### [Exercise aim]
Convert the lines of the items below, from the line containing "Mark a point on each instance of the concrete building" through the end of the items, into a JSON list of strings with one string per line and no blank lines. Include no other lines.
....
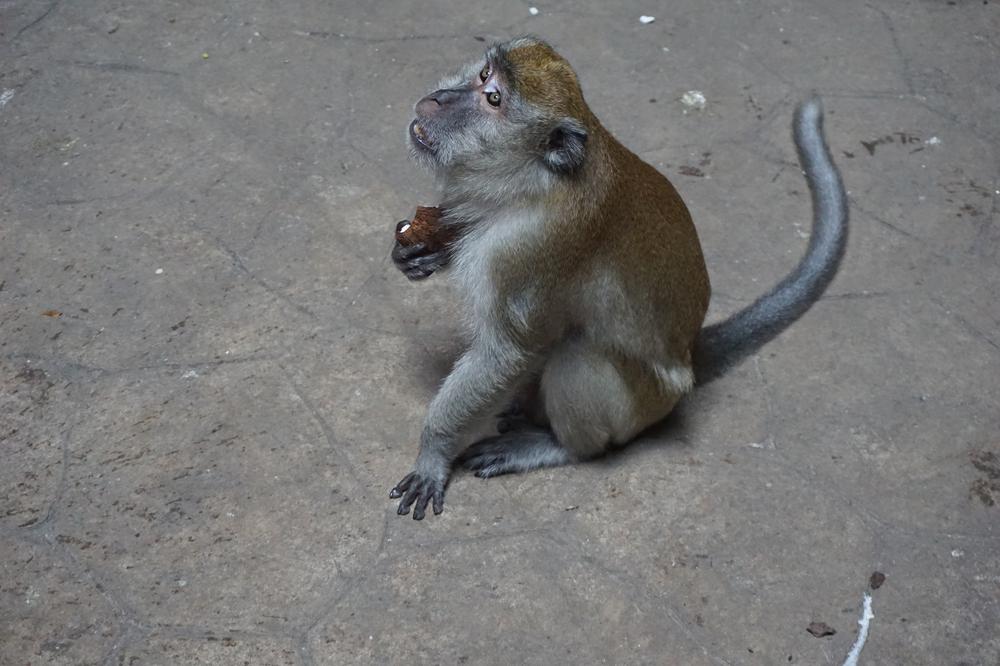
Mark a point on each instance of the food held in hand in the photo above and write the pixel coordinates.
(426, 228)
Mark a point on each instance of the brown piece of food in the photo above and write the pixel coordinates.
(820, 629)
(426, 228)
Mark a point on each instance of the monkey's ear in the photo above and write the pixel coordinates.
(566, 146)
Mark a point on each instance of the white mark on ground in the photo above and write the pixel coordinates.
(693, 99)
(863, 625)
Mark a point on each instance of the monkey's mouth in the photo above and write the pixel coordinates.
(421, 137)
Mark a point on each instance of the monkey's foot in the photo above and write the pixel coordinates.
(515, 451)
(417, 490)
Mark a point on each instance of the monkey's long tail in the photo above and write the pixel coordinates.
(726, 343)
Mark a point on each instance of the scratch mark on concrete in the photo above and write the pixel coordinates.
(863, 626)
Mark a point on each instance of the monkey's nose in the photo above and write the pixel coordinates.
(438, 99)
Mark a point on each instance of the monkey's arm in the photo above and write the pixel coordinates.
(479, 381)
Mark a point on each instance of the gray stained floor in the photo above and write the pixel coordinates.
(212, 374)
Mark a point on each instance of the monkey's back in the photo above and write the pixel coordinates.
(649, 239)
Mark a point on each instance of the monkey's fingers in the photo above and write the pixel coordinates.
(402, 253)
(424, 266)
(418, 491)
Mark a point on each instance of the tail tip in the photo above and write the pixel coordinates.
(810, 109)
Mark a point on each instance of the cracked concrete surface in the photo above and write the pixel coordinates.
(212, 374)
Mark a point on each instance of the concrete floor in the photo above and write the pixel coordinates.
(212, 374)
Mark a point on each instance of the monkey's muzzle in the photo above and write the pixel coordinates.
(420, 136)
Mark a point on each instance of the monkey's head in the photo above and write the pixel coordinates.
(512, 122)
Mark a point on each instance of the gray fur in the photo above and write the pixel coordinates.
(723, 345)
(515, 451)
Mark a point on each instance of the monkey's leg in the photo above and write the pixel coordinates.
(480, 380)
(592, 400)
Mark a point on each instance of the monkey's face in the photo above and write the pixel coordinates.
(500, 117)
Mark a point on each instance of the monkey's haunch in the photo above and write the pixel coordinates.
(726, 343)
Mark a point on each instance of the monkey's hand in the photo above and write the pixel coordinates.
(417, 261)
(426, 483)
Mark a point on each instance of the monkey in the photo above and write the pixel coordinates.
(581, 271)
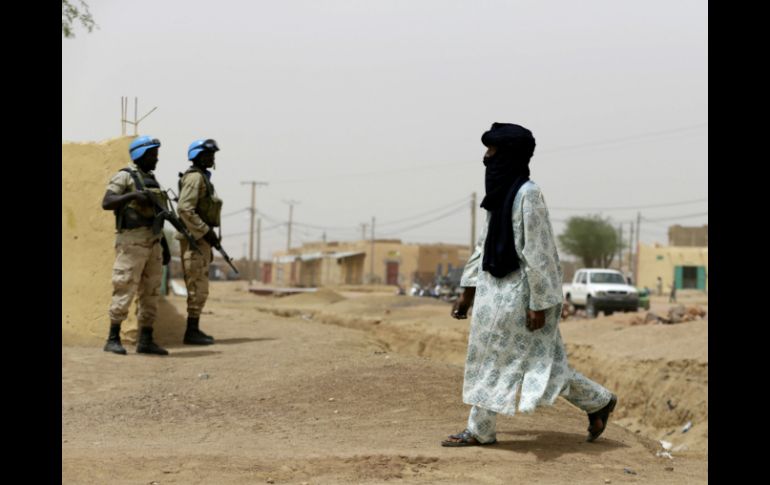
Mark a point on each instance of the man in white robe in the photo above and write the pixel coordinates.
(514, 346)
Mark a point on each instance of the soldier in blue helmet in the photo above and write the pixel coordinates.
(140, 253)
(200, 209)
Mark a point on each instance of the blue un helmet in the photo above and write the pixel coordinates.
(140, 145)
(201, 145)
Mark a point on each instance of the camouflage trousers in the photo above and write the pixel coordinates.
(138, 270)
(579, 390)
(196, 275)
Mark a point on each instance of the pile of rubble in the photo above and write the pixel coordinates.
(677, 314)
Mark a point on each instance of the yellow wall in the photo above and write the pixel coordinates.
(660, 261)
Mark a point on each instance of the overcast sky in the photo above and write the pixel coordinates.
(361, 108)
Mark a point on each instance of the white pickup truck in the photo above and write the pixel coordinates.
(598, 289)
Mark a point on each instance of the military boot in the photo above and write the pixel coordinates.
(193, 335)
(113, 341)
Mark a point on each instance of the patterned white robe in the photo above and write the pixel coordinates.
(504, 358)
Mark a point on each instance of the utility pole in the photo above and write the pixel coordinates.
(620, 246)
(253, 184)
(124, 114)
(259, 252)
(291, 212)
(371, 263)
(631, 248)
(473, 221)
(638, 232)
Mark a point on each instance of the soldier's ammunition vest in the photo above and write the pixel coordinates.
(133, 215)
(209, 207)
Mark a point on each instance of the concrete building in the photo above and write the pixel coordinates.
(338, 263)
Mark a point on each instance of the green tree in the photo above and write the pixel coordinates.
(592, 239)
(70, 13)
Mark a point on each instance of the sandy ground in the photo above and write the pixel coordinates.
(329, 388)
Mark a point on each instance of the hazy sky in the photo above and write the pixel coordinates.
(362, 108)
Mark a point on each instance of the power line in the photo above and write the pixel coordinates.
(464, 200)
(424, 223)
(627, 138)
(672, 218)
(650, 206)
(235, 212)
(596, 143)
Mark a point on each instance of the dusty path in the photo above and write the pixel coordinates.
....
### [Written reply]
[
  "Mark a point on each instance of the concrete building in the photo above and write the pixel coordinates.",
  "(338, 263)",
  "Mark a point on each instance of the green tree in the photo above and write the pixel coordinates.",
  "(592, 239)",
  "(70, 13)",
  "Mark a point on each instance of the sandy ground in the photo above and write the pixel coordinates.",
  "(329, 388)",
  "Mark a point on each instance of the hazy sky in the photo above and write the pixel coordinates.",
  "(362, 108)",
  "Mark a point on each instance of the power line in the photo above and write the pixel coordinates.",
  "(464, 200)",
  "(424, 223)",
  "(627, 138)",
  "(672, 218)",
  "(650, 206)",
  "(235, 212)",
  "(596, 143)",
  "Mark a point on each instance of the dusty path in the photo above and write the pixel coordinates."
]